American Gangster's Ruby Dee Is A Rarity Statistically, Too

A trip to west side L.A.'s Landmark Theater to see the DVD-version Director's Cut of Ridley Scott's American Gangster confirmed two things--first, that this cut's additional 18 minutes make the film play more like the epic the director clearly had in mind when he started shooting, and second, Ruby Dee is a true force of nature. In a scene late in the film where Denzel Washington's Frank Lucas about to do something foolish, Dee's steely, unrelenting command in the scene opposite him puts one in mind of--to borrow a cameo character from the film--Joe Louis' second, 1938 fight with Max Schmeling, the wind-milling one-rounder in which Schmeling had no chance.

Scott acknowledged as much with an anecdote about the day he told Washington who'd be playing his mom. "I know Ruby," said Denzel, "Every scene I do, she'll upstage me." In going from a seemingly sweet little matriarch to a suburban Medea, Dee makes such good use of fairly brief screen time that she has as good a chance as anyone in the extremely tight Supporting Actress field (along with Cate Blanchett. Tilda Swinton, Amy Ryan and Saoirse Ronan) that is the Oscars' most competitive race this year. The 83-year-old actress was recently rewarded by her eers with the Screen Actors Guild award in the category.

The kind of odds she fought to get there are made quite clear in a report released yesterday by the Annenberg School of Communications at University of Southern California, detailing a system so exclusionary for women (and people of color, and older than 40) that Susan Thorne, vice chair of the Screen acors Guild Women's Committee said the answer might be a re-staging of the womens' movement: ,"We have to do it again. They didn't get it."


Entitled "Gender Balance Askew In Oscar Race", the report found:
.

..there has been no improvement in gender balance in Academy Award-nominated films during the past 30 years in the "best picture" category.

The data show there are almost three speaking males for every one female and more than four white speaking characters for every one non-white character. The researchers separated the sample into three periods by release date (1977-1986; 1987-1996; 1997-2006).

"Unfortunately, females are grossly underrepresented in these prestigious films," said Stacy Smith, USC Annenberg communication professor and principal researcher. "The gender-imbalance findings are a microcosm of a much bigger representational phenomenon in American film and television," she added.

WHAT TO DO
a - Transcribe the passage of the article on Ruby Dee in American Gangster that opens with the words containing "American Gangster's Ruby" and closes with "had no chance.".
b - Express the records as a JSON list of strings, one per line, from the start of the records through the line containing "157, 58, 169, 74". Skip blank lines and leave the pictures out.

Bounding box annotation entries
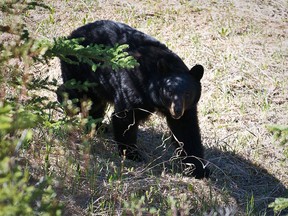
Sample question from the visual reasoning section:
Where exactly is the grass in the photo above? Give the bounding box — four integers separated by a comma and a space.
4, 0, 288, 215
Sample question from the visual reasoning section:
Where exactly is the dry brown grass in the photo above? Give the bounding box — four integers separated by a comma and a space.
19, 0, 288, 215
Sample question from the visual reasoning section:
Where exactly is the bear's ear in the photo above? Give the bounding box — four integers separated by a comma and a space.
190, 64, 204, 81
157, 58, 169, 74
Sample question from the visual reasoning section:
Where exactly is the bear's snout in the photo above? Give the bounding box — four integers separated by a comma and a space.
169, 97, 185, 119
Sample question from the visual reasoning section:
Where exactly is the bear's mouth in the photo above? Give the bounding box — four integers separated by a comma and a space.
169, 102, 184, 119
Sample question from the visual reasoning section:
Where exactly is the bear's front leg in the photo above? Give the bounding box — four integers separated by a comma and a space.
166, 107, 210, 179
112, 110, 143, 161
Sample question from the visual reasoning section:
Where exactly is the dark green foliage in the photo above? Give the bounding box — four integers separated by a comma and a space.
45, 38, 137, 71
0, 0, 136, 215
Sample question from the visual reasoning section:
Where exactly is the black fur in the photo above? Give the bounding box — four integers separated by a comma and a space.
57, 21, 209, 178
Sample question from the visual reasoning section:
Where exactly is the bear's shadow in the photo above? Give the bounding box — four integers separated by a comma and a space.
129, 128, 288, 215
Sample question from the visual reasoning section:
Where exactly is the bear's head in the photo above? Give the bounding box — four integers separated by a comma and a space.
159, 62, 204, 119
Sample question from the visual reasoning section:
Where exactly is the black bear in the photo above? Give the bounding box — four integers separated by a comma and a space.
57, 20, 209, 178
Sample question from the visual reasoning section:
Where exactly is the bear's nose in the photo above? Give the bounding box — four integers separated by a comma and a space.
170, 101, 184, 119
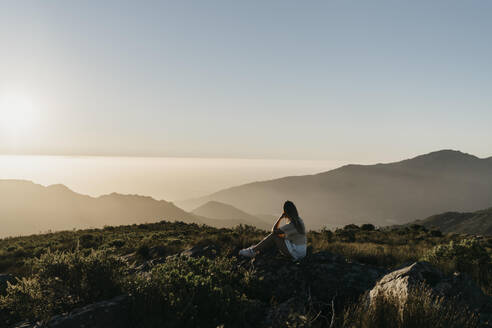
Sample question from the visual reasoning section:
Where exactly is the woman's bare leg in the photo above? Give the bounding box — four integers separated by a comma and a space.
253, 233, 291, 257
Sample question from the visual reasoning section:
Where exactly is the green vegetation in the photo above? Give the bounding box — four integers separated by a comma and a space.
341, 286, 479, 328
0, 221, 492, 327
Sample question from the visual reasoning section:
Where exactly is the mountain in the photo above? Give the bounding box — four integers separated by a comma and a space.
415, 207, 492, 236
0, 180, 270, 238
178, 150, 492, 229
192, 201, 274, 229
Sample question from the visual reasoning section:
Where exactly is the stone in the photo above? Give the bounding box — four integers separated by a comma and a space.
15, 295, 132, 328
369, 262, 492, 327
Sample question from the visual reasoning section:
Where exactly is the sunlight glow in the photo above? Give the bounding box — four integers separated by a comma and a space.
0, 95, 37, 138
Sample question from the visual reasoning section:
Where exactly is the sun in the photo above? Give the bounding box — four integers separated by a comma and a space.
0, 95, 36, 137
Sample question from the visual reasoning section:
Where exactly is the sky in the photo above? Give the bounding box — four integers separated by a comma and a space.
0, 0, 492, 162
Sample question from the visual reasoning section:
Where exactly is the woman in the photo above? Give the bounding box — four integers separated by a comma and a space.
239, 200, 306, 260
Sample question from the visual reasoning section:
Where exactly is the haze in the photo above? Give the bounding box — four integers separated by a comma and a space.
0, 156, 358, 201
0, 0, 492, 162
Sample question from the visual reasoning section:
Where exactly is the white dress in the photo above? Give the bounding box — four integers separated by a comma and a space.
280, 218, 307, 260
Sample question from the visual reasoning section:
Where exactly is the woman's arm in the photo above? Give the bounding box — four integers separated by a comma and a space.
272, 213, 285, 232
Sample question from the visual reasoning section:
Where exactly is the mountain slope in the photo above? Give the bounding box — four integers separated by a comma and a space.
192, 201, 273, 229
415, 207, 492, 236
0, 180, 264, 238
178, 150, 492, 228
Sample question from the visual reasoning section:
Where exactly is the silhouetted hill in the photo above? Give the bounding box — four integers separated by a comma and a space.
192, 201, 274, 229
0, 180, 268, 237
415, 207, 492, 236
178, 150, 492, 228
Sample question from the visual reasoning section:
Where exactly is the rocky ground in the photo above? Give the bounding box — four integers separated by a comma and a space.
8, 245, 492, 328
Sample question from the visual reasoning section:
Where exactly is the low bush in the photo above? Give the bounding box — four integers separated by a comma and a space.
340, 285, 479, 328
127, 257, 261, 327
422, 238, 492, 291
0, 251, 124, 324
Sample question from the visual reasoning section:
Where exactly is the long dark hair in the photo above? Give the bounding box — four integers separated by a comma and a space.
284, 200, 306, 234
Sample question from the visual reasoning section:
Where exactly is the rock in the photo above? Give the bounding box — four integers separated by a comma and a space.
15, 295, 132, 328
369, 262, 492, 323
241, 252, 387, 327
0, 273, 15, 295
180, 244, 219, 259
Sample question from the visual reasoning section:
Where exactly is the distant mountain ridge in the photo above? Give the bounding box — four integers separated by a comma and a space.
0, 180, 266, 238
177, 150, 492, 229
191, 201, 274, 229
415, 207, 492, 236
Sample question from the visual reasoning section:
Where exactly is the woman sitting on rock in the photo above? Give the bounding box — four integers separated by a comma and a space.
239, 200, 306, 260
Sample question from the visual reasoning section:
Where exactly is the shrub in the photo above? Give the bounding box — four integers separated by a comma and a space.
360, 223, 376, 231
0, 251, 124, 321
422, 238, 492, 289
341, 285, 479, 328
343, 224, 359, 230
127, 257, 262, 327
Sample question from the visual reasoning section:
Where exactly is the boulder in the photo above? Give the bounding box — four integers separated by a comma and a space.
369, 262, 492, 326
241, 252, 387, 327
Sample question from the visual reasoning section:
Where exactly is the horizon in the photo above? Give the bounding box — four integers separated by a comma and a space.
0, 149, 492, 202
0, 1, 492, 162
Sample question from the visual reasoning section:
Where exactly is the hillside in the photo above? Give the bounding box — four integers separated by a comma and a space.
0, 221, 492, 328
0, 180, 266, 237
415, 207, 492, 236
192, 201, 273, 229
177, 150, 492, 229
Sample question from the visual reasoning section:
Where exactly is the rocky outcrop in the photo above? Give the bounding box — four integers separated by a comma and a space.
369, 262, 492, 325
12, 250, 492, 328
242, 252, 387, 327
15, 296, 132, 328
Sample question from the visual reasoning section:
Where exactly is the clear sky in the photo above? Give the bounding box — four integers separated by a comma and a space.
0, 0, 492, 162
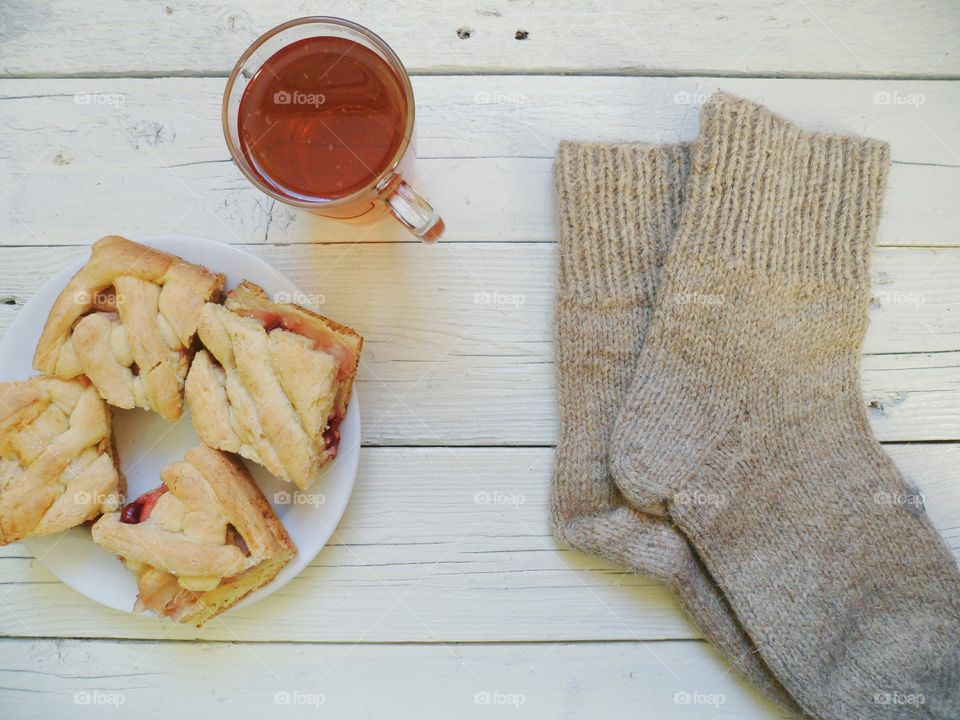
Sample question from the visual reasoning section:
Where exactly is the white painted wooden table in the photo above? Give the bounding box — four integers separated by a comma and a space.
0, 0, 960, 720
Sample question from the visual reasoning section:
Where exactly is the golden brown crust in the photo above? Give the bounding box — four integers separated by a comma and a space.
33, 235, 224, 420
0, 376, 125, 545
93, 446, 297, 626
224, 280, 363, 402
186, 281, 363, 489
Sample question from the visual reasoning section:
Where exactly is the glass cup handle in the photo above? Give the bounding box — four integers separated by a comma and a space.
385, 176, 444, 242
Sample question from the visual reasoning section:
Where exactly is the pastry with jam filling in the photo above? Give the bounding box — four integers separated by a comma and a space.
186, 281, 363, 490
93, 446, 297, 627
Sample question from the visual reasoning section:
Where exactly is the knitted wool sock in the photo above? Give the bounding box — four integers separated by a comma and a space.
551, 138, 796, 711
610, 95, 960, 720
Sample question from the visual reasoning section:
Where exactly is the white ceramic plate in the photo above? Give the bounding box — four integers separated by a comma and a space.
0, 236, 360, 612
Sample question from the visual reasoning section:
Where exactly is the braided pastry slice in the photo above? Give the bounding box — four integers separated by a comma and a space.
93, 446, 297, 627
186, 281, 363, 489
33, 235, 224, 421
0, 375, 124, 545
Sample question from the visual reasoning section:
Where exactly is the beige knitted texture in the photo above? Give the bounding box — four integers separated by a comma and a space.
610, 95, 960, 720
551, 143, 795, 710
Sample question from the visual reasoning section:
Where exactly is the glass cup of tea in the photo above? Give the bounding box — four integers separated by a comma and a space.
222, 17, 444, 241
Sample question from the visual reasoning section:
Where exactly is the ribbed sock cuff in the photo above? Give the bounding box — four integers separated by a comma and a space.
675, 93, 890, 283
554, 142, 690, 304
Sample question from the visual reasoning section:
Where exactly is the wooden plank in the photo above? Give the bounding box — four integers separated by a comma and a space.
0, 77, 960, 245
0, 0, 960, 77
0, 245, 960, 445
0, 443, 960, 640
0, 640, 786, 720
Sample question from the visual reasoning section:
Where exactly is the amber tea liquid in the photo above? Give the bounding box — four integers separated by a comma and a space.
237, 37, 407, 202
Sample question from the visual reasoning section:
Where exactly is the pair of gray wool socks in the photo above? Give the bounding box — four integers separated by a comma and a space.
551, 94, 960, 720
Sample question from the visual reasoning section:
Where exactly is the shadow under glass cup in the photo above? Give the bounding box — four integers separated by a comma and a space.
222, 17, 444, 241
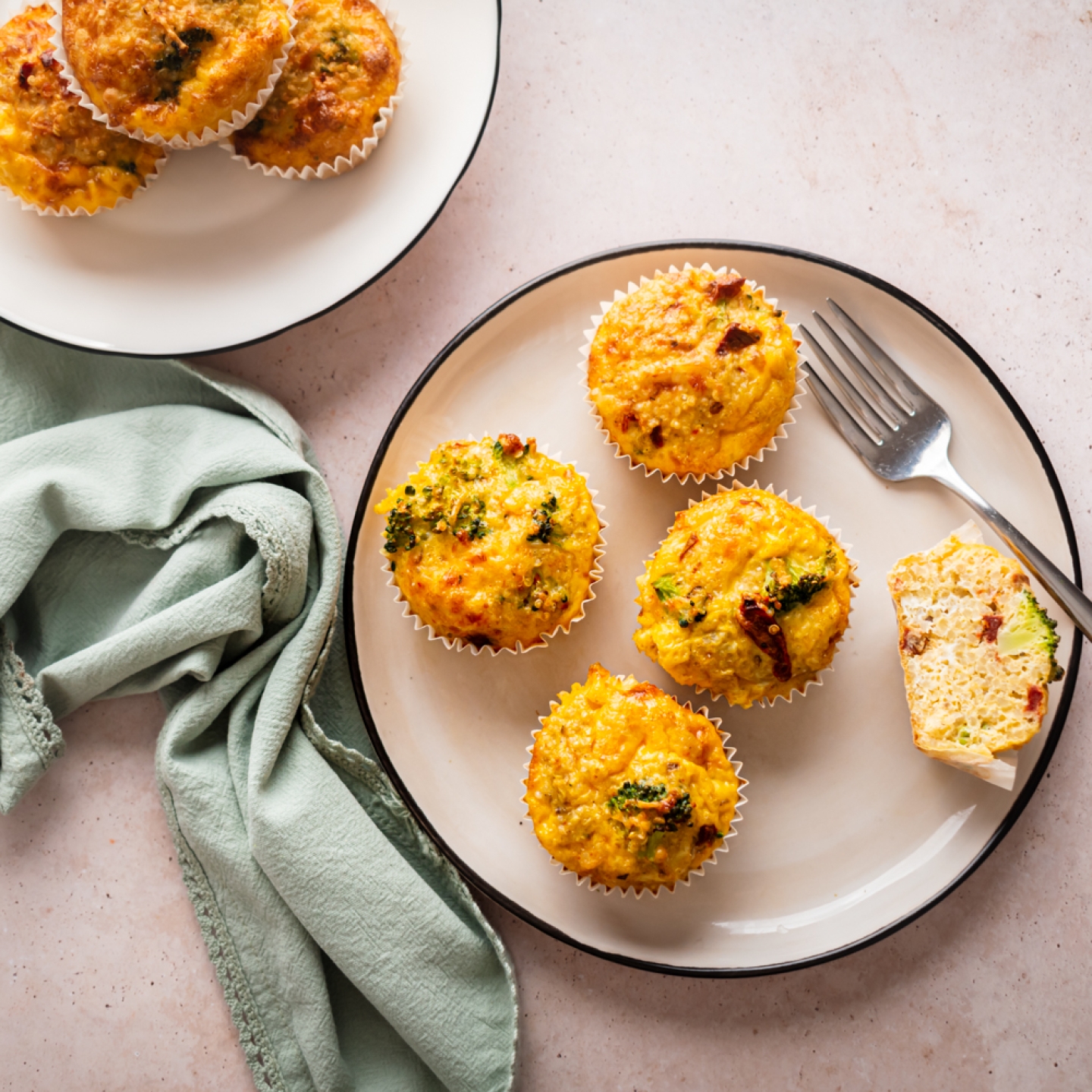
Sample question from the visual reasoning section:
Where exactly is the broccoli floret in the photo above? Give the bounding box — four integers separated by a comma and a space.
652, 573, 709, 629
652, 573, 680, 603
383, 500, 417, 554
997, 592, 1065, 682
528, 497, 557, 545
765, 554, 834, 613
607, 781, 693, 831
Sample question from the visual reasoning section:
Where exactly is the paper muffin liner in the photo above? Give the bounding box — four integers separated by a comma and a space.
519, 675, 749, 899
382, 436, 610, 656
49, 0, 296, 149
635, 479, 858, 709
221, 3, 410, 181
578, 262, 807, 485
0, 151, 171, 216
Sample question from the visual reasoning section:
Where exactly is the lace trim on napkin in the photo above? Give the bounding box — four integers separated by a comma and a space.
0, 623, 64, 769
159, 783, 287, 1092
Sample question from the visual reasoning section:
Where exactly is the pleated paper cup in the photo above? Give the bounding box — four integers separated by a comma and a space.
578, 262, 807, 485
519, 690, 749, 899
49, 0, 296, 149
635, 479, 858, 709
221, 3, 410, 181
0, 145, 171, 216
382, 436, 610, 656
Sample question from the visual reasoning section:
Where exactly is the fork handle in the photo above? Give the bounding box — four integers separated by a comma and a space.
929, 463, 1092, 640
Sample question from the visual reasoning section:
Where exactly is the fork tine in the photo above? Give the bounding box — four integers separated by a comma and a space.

THE SOLUTIONS
a -
American Gangster's Ruby Dee Is A Rarity Statistically, Too

A trip to west side L.A.'s Landmark Theater to see the DVD-version Director's Cut of Ridley Scott's American Gangster confirmed two things--first, that this cut's additional 18 minutes make the film play more like the epic the director clearly had in mind when he started shooting, and second, Ruby Dee is a true force of nature. In a scene late in the film where Denzel Washington's Frank Lucas about to do something foolish, Dee's steely, unrelenting command in the scene opposite him puts one in mind of--to borrow a cameo character from the film--Joe Louis' second, 1938 fight with Max Schmeling, the wind-milling one-rounder in which Schmeling had no chance.

b -
[
  "Sample question from the visual reasoning section:",
  "Where exactly is the grass in the photo above? Give the bounding box — four integers separated by a comma and a space.",
  "4, 0, 288, 215",
  "Sample question from the visual reasoning section:",
  "Where exactly is the dry brown grass in the photo above? Give the bounding box — four integers separated by a comma and a space.",
  "19, 0, 288, 215",
  "Sample question from the visual reasoning section:",
  "Where exactly is the bear's ear in the photo above? Give the bounding box — four integers separated by a comma and a space.",
  "190, 64, 204, 81",
  "157, 58, 169, 74"
]